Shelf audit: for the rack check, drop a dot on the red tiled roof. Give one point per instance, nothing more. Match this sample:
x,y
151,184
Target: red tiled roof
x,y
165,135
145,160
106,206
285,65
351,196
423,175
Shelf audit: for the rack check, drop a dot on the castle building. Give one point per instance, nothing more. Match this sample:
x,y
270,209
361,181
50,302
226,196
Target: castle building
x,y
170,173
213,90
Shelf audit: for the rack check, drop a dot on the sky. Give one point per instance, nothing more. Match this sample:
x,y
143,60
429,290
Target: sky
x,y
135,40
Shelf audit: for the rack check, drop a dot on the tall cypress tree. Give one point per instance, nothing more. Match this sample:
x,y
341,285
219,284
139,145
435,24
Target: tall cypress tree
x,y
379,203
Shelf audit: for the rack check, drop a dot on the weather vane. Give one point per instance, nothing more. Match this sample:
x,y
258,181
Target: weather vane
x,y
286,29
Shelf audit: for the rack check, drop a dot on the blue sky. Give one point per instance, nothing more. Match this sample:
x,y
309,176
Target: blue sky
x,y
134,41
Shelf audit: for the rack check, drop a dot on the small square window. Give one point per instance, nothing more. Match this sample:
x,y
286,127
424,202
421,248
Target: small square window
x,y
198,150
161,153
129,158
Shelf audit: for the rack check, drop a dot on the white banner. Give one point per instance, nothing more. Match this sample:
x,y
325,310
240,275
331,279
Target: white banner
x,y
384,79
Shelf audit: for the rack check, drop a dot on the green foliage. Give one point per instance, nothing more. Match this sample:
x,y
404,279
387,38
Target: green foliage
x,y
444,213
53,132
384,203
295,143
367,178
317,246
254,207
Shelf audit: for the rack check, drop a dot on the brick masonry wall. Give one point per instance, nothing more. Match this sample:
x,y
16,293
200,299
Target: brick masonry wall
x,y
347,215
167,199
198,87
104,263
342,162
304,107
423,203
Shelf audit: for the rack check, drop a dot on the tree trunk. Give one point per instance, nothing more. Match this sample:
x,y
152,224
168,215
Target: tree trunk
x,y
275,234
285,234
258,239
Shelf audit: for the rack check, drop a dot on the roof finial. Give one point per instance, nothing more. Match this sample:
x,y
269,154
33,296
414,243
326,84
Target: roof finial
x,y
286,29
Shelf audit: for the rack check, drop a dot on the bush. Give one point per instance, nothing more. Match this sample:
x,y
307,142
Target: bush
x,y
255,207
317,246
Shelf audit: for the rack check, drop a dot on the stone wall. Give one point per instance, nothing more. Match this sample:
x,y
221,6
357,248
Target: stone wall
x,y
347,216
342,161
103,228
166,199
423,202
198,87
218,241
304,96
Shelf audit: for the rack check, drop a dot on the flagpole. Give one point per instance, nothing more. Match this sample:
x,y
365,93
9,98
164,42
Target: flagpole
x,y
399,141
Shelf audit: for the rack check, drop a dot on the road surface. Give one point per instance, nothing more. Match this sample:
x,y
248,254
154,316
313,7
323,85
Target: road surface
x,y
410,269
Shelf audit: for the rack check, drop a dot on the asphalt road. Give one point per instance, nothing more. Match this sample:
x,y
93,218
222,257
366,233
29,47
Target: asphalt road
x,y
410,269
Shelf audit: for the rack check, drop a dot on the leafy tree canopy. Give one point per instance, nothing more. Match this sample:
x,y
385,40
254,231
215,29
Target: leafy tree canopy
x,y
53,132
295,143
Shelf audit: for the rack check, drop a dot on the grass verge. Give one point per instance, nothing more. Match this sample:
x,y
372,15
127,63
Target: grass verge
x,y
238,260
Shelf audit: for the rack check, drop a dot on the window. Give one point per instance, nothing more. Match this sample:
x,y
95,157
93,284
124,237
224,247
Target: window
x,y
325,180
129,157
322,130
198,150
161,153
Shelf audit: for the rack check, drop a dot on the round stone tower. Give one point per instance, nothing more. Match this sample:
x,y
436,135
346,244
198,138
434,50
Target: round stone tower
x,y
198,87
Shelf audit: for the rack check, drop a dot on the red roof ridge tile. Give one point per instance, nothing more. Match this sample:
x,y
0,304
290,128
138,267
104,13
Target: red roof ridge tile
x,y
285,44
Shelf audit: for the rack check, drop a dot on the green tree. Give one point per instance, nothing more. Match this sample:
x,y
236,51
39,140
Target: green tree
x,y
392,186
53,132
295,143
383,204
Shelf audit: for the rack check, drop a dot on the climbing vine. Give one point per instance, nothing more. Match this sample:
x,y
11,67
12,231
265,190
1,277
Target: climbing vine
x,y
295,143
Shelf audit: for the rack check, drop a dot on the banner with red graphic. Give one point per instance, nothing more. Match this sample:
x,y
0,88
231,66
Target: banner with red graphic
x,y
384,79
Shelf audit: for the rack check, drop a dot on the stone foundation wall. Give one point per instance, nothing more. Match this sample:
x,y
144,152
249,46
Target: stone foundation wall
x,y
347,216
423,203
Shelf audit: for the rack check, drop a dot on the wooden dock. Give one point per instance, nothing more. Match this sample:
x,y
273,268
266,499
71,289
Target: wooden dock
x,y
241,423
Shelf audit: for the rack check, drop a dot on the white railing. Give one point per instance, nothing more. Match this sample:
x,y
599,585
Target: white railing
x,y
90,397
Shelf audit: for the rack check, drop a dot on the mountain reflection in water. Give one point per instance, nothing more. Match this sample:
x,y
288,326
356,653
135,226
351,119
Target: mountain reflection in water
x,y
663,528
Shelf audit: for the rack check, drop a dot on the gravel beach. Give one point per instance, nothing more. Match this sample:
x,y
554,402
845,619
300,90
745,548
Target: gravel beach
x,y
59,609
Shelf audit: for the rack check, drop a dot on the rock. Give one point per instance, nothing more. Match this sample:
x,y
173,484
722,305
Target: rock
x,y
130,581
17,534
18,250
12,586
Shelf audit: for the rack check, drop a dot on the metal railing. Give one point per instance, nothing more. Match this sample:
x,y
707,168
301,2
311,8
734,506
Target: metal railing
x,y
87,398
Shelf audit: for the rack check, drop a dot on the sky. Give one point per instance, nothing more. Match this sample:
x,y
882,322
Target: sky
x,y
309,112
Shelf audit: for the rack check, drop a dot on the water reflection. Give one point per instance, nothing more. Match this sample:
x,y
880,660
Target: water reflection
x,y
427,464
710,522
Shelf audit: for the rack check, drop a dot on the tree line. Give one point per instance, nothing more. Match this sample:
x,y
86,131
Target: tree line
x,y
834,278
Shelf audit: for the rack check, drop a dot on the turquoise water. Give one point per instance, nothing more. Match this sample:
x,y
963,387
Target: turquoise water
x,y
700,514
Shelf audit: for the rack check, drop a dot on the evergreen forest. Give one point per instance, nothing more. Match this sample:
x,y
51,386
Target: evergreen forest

** TASK TO CARRY OUT **
Every line from the one containing "the stone foundation" through the last line of the entries must be written out verbatim, and no other line.

** SOLUTION TO THIS PROBLEM **
Shelf audit: for the rack check, drop a dot on the stone foundation wall. Give one point per instance, nothing more. Match this sample:
x,y
144,152
249,46
Target: stone foundation wall
x,y
347,216
423,203
Shelf audit: for the rack check, drop a dot on the wooden dock. Give one point per instance, nothing more. Match this sample:
x,y
273,268
266,499
71,289
Target: wooden dock
x,y
241,423
Shelf audit: for the rack check, drop a dot on the white railing. Give one point per instance, nothing more. Match this sample:
x,y
599,585
Target: white railing
x,y
90,397
Shelf audit: for the rack check, drop a dot on the mountain reflection in water. Give one point per instance, nothing more. Match this sample:
x,y
288,326
356,653
135,226
351,119
Target: mountain reflection in water
x,y
663,528
Shelf audit: for the rack check, drop a dot on the gravel beach. Give one point per instance, nothing more. Match this sample:
x,y
554,402
845,619
300,90
745,548
Target: gravel beach
x,y
59,609
Shelf audit: for the rack check, drop a dot on the rock. Give one point per instance, nothing more. Match this sample:
x,y
173,484
722,305
Target: rock
x,y
130,581
17,534
18,250
12,586
Shelf audit: for the rack check, drop a dot on the metal railing. Give one point per instance, nothing more. Match this sample:
x,y
707,168
301,2
311,8
734,506
Target: metal railing
x,y
87,398
Shelf audit: for the rack check, drop a dot on the sky. Give one point per instance, nothing more. Match this sample:
x,y
882,322
Target: sky
x,y
309,112
Shelf audit: for the rack check, drop a dot on the water reflection. Give one point per instance, nothing more. Match this sample:
x,y
880,660
Target: water reflection
x,y
427,464
710,522
Shelf audit: for the rack check, drop a dot on the tree line. Give one point per instance, nothing more. Match this sample:
x,y
86,131
Target: tree line
x,y
834,278
Shelf audit: for the rack check, drop a dot on the turquoise water. Give one point per instance, nothing more. Match this sample:
x,y
963,387
Target: turquoise water
x,y
700,514
Shelf audit: for the rack check, drop a dot on the evergreen forest. Give one point per instance, nothing more. Match this sample:
x,y
51,386
Target: evergreen forest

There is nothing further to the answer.